● PROMPT A: In the passage on CBD use in pets, which form of CBD proved most effective in the study of healthy dogs?
● PROMPT B: Please continue the passage on CBD use in pets from where it stops.

● DOCUMENT TEXT:
•••

In 2016, Dr. Stephanie McGrath of Colorado State University College of Veterinary Medicine and Biomedical Studies decided to initiate studies of several topics related to CBD use in pets.  One study investigated how different forms of CBD (edibles, oil, creams) reacted in the bodies of healthy dogs.  In that study, oils were demonstrated to be most effective.  In 2018, another study showed that CBD may offer some benefits for comfort and mobility in dogs with osteoarthritis who took CBD.  In 2019, Dr. McGrath published a study related to reduction of seizures in dogs with epilepsy.  She is the leading researcher on CBD use in pets. However, she acknowledges that much more research is need.  A few of the topics that need initial or further investigation include: determination the proper CBD dosage amounts for animals, evaluation of  the ability of CBD to produce desired results (efficacy), investigation of the long-term results of CBD usage, examination of how CBD interacts with medicines, and ascertain if CBD is metabolized in the liver or in some other manner.  

CBD is available in many forms:  oils, topical creams, tinctures (CBD in a solution of alcohol or water), edibles, and dried flowers for smoking.  Oils and creams are the two most often considered for use in pets.  According to Dr. McGrath, CBD oil stays in the bloodstream longer than the cream version and provides more consistent performance in a variety of dogs.

•••

● PROVIDED RECORDS:
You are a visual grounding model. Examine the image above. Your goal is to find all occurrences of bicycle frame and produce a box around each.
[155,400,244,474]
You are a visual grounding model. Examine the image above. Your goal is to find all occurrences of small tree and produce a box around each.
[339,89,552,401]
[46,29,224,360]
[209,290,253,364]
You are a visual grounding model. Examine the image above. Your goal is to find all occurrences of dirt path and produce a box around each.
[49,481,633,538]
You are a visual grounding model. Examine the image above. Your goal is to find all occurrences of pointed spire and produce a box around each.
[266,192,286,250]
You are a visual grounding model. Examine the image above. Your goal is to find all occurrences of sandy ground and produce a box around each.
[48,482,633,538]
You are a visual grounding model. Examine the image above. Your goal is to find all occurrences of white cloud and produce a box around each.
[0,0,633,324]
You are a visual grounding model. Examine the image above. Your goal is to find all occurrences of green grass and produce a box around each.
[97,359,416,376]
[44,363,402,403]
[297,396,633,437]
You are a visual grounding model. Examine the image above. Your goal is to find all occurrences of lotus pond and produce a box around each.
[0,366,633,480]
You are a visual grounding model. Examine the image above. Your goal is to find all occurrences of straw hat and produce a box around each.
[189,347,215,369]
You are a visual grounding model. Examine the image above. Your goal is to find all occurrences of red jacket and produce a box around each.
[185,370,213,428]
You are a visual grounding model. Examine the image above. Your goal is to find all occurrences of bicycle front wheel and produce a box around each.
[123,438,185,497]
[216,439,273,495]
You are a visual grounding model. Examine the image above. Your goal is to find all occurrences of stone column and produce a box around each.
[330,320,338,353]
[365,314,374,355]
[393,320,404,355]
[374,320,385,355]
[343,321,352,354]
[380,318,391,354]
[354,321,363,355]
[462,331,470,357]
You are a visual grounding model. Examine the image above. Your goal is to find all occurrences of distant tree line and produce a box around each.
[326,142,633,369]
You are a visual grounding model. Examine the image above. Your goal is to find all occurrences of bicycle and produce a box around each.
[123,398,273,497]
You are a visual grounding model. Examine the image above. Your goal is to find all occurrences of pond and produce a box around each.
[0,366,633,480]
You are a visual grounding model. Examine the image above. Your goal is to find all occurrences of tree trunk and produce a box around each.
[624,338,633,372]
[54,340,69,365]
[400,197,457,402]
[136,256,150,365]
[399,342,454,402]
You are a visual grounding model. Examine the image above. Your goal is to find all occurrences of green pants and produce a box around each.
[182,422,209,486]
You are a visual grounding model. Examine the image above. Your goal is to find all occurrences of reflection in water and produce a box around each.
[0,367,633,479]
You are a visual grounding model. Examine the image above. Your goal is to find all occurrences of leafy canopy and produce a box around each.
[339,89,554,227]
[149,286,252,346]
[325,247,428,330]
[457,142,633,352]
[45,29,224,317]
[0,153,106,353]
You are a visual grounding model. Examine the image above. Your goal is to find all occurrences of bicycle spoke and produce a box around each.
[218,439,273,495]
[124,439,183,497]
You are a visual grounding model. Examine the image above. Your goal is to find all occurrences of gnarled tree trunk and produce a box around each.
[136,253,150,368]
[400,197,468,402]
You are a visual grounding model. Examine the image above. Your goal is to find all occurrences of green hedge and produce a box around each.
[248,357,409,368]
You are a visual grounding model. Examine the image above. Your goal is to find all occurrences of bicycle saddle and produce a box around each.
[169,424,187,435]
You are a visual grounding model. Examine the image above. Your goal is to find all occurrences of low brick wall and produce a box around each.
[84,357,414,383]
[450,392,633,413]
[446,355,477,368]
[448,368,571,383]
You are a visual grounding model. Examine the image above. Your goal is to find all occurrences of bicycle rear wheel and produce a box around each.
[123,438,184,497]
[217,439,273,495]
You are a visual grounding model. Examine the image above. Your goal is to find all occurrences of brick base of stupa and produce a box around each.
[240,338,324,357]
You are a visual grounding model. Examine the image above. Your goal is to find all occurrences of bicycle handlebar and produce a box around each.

•••

● TASK RESPONSE A: Oils.

● TASK RESPONSE B:
While CBD products are readily obtainable for pets they are not well regulated.  So, it is definitely a buyer beware market.  The FDA classifies CBD products as supplements.  As a result testing for purity or safety is not required and if done may be spotty.  THC content may not exceed 0.3% or the CBD products could contain potentially harmful ingredients that are not listed on product labeling.  In any case, it is best to avoid CBD products that contain any amount of THC because THC is toxic to pets.   It is advisable to purchase CBD that has a Certificate of Analysis (COA).  A COA indicates that an independent laboratory has tested the product and confirmed its ingredients and potency.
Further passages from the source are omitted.